--- EXTRAHIERTER TEXT ---
Die Strafvollstreckungskammer hat den Rechtsstreit mit dem angefochtenen Beschluß an den Senat abgegeben. Sie hält sich für unzuständig, weil der Antragsteller in seinem Antrag vom 18.01.1997 ausschließlich die örtliche Zuständigkeit der JVA ... gerügt habe. Soweit er in seinem Antrag auf gerichtliche Entscheidung auch eine Verlegung nach § 8 StVollzG geltend mache, müsse hierüber erst noch eine Entscheidung der Vollzugsbehörde herbeigeführt werden. Bislang habe die Antragsgegnerin lediglich über ihre Vollstreckungszuständigkeit entschieden. Für diese Entscheidung sei zwar eigentlich die Staatsanwaltschaft als Vollstreckungsbehörde zuständig. Dies ändere aber nichts daran, daß es sich bei dem Bescheid nicht um eine Maßnahme i.S.d. § 109 StVollzG handele. Er könne deshalb nur im Verfahren nach den §§ 23 ff EGGVG angefochten werden.
Gegen diesen Beschluß wendet sich die Antragsgegnerin mit ihrer sofortigen Beschwerde. Sie trägt vor, sie habe den Verlegungsantrag nach § 8 StVollzG geprüft und abgelehnt, so daß sie eine Maßnahme i.S.d. § 109 StVollzG getroffen habe und folglich die Strafvollstreckungskammer für die Sachentscheidung zuständig sei.

--- GEFRAGT IST ---
Mit welchem Rechtsmittel wendet sich die Antragsgegnerin laut dem extrahierten Text gegen den Beschluss der Strafvollstreckungskammer? Die Daten werden hier nicht gebraucht.

--- BEREITGESTELLTE DATEN ---
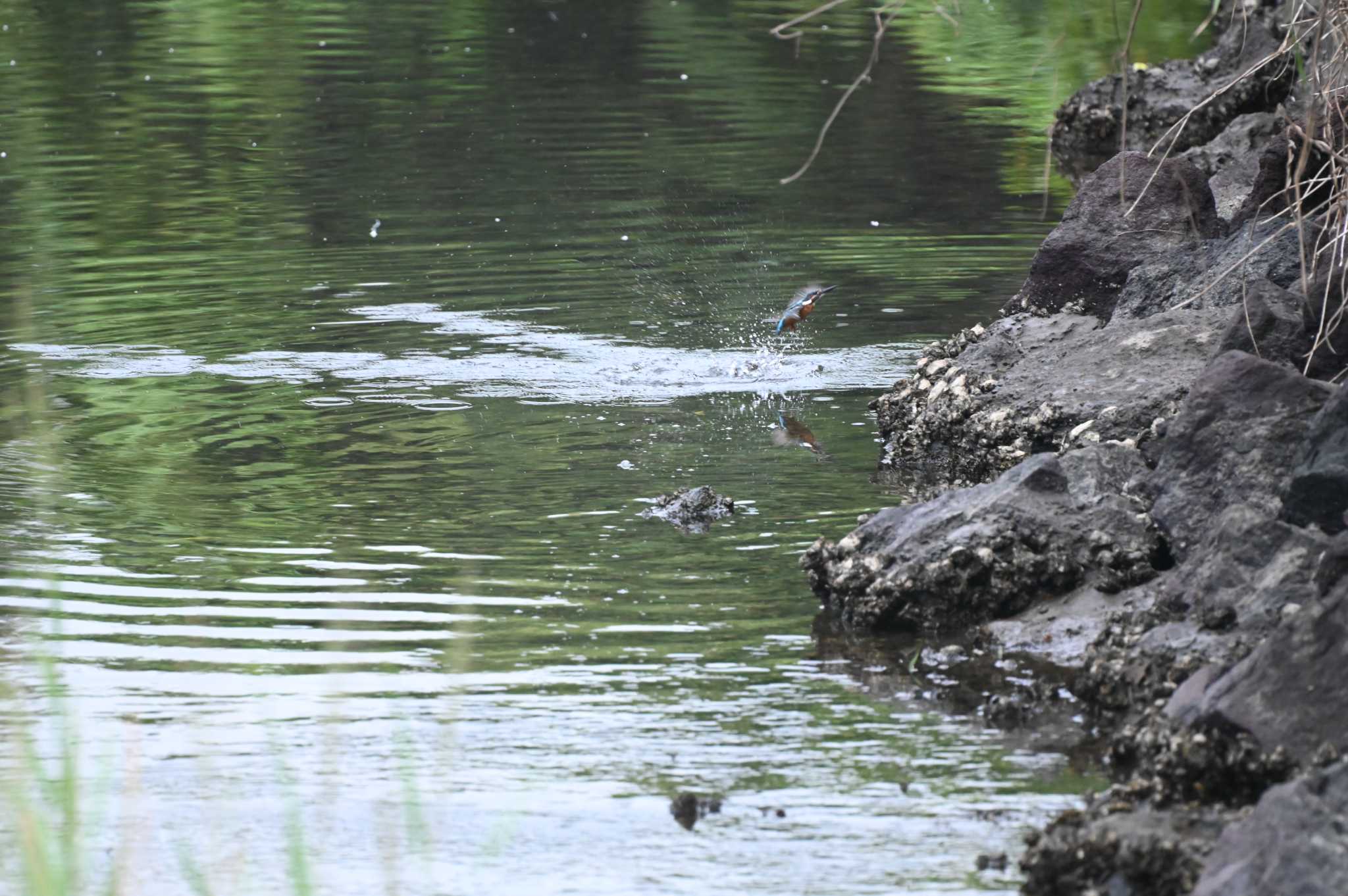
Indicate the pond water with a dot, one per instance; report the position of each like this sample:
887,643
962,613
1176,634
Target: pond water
342,348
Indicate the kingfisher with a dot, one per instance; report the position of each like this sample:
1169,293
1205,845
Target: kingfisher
801,306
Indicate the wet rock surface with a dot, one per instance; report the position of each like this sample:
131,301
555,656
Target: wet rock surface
690,510
1088,126
1318,489
1030,384
689,809
1045,527
1085,261
1239,429
1295,841
1130,476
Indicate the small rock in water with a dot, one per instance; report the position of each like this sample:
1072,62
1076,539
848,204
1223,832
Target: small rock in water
690,510
688,809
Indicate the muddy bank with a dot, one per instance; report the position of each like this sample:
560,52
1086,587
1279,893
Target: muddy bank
1139,473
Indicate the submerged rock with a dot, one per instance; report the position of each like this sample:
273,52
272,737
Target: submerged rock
688,809
1084,263
1088,126
690,510
985,553
1246,166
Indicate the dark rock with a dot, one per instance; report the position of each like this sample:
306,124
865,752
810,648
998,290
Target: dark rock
1040,384
1246,164
1269,326
1318,489
1087,127
1085,261
1168,764
1220,272
1293,843
1323,314
1130,852
1289,690
690,510
1334,565
1232,442
1265,193
684,809
688,809
1246,568
971,555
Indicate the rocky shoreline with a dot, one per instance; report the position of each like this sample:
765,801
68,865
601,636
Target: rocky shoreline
1137,476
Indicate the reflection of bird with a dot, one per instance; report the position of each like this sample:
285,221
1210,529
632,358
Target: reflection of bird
801,306
796,433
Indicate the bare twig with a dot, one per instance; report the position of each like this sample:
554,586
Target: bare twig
1124,119
782,33
882,22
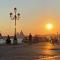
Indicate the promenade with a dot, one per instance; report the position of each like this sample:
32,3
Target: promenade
40,51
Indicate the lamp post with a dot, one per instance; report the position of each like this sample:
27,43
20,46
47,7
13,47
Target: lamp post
15,17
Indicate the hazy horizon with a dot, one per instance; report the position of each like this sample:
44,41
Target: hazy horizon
35,14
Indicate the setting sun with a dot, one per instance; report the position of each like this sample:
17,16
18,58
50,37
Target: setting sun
49,26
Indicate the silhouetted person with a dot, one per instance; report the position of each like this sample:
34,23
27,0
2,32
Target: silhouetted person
30,38
8,41
15,40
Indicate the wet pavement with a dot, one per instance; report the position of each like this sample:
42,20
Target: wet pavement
40,51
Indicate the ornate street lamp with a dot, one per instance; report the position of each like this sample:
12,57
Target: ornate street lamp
15,17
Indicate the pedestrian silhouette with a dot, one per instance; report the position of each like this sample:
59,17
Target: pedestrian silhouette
30,38
8,41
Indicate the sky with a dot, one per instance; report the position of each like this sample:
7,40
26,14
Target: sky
35,14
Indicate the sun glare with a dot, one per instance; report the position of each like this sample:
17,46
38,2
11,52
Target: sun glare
49,26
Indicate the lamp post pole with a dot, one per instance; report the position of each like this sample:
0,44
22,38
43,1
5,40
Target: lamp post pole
15,17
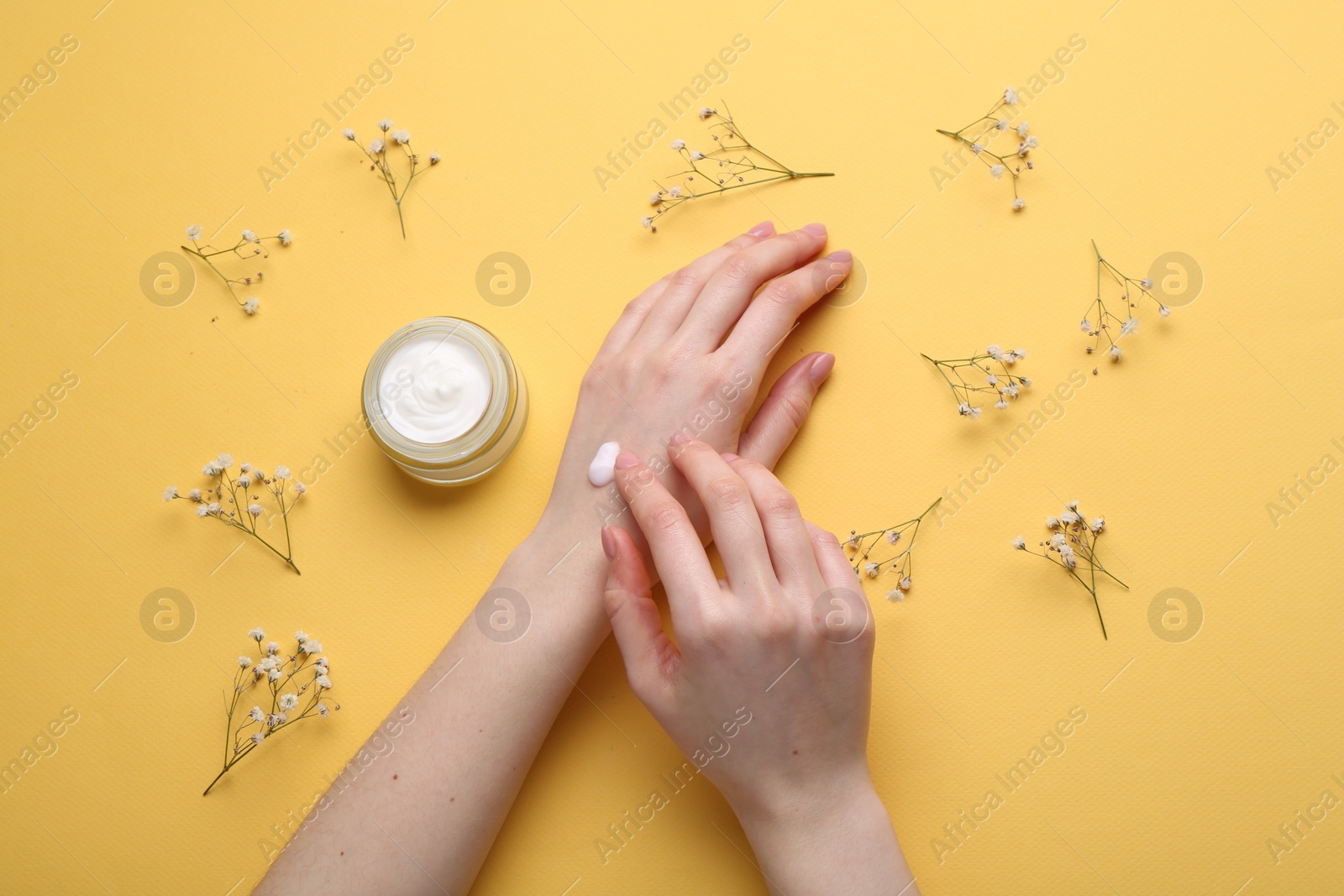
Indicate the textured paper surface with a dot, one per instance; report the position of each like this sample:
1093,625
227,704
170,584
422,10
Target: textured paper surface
1156,137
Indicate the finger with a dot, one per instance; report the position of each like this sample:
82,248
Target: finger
685,286
732,517
729,291
785,409
651,658
837,571
674,542
772,315
785,537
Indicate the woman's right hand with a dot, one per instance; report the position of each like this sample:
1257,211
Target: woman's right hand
768,685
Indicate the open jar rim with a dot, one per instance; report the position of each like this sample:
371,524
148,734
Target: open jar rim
483,434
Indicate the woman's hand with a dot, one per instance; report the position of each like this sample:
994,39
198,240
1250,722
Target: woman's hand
768,685
689,355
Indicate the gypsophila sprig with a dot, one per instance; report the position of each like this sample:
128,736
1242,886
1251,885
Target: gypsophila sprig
282,688
1102,320
250,249
729,161
902,535
979,134
987,374
382,157
234,500
1073,547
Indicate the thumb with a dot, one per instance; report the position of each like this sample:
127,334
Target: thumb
651,658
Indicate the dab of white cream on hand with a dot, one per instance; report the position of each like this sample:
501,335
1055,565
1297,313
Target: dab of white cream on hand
602,469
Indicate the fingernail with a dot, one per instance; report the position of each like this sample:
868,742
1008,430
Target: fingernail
822,369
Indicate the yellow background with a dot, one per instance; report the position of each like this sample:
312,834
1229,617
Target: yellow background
1156,139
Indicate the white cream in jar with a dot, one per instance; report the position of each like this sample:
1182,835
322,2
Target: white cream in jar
445,401
434,387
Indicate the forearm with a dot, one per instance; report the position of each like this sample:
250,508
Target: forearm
842,842
481,712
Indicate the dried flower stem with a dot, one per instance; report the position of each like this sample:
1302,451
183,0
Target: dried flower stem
1003,383
277,673
900,563
1106,318
729,170
1073,544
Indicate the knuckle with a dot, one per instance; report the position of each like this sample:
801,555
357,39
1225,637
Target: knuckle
663,516
739,268
783,291
729,490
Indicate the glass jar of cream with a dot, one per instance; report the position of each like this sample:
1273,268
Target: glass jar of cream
445,401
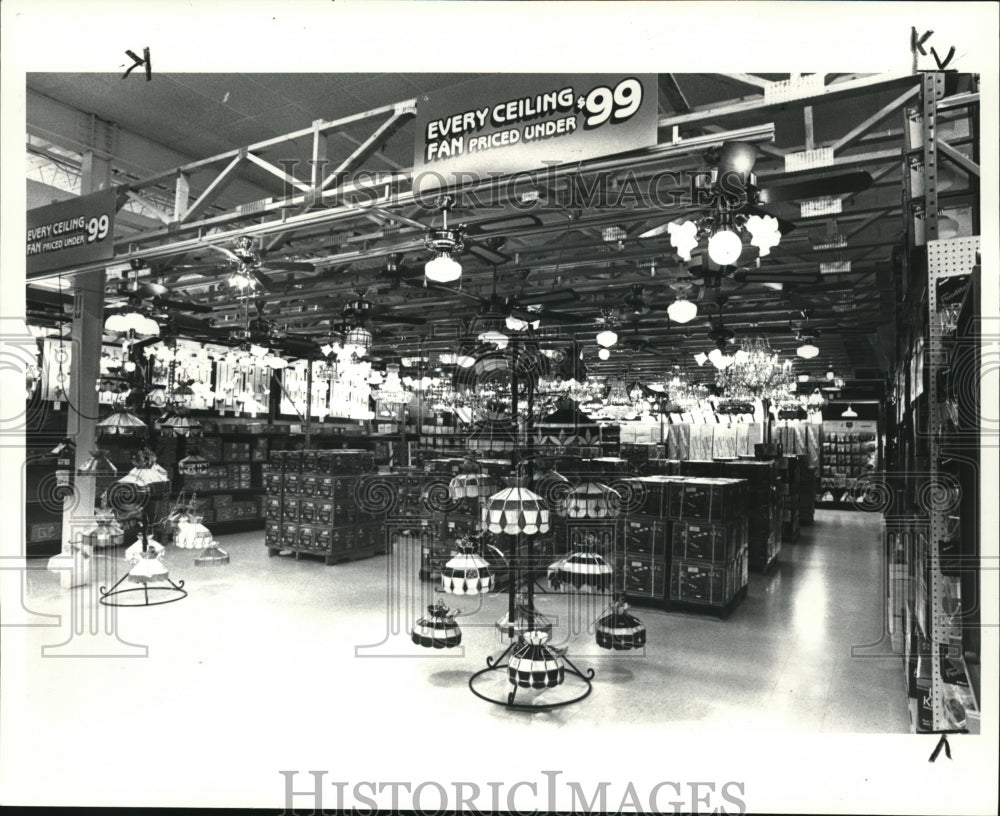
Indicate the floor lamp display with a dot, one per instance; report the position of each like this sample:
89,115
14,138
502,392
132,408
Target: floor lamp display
133,494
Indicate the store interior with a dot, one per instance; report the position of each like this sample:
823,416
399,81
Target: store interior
682,432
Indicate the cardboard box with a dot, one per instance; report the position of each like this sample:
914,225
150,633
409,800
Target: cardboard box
705,583
709,541
289,534
708,499
646,538
645,577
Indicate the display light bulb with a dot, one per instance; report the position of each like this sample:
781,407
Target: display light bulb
682,310
683,238
442,268
764,233
724,247
607,338
720,360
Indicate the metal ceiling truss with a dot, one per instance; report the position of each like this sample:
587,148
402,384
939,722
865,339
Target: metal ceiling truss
324,216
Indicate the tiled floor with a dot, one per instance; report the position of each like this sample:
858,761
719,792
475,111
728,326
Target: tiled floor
263,653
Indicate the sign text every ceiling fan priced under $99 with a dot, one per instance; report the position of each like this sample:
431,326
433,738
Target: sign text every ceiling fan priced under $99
589,115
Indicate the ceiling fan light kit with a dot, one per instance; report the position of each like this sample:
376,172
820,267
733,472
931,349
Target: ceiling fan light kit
682,310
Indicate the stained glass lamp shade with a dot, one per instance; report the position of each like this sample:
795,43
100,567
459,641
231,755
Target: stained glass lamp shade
468,573
620,630
516,510
438,630
533,663
583,570
592,500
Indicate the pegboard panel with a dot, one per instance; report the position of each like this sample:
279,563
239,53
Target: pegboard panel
952,256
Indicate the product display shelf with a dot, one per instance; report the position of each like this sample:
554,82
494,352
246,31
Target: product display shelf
943,425
685,544
315,505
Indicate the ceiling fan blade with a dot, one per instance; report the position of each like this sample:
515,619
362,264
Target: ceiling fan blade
265,282
486,254
402,219
547,314
437,287
289,266
845,183
182,305
507,222
409,320
553,296
227,252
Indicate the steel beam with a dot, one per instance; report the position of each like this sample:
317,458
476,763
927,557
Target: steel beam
856,132
211,192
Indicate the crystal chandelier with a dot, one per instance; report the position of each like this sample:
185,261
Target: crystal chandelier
391,392
756,372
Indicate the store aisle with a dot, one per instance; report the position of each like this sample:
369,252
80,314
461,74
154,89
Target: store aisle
781,661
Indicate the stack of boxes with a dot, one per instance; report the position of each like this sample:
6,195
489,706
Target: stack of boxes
788,501
709,542
311,505
807,491
763,519
686,542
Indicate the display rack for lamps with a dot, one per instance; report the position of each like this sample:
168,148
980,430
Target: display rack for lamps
145,556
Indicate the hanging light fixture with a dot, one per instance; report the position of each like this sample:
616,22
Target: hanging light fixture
358,340
584,570
533,664
468,573
445,244
438,630
682,310
725,246
620,630
121,422
607,338
683,238
719,359
391,392
516,510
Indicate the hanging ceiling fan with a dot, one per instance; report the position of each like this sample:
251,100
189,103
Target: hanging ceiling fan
250,268
729,189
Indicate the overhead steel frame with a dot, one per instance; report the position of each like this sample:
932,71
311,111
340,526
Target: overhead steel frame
321,191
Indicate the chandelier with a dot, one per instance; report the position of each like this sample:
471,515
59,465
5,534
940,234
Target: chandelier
756,372
391,392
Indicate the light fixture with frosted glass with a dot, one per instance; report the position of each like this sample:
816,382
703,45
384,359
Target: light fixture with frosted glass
682,310
724,247
607,338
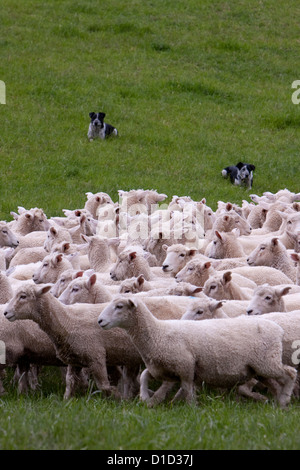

--- ANTWORT FOLGT ---
Mit ihrer sofortigen Beschwerde.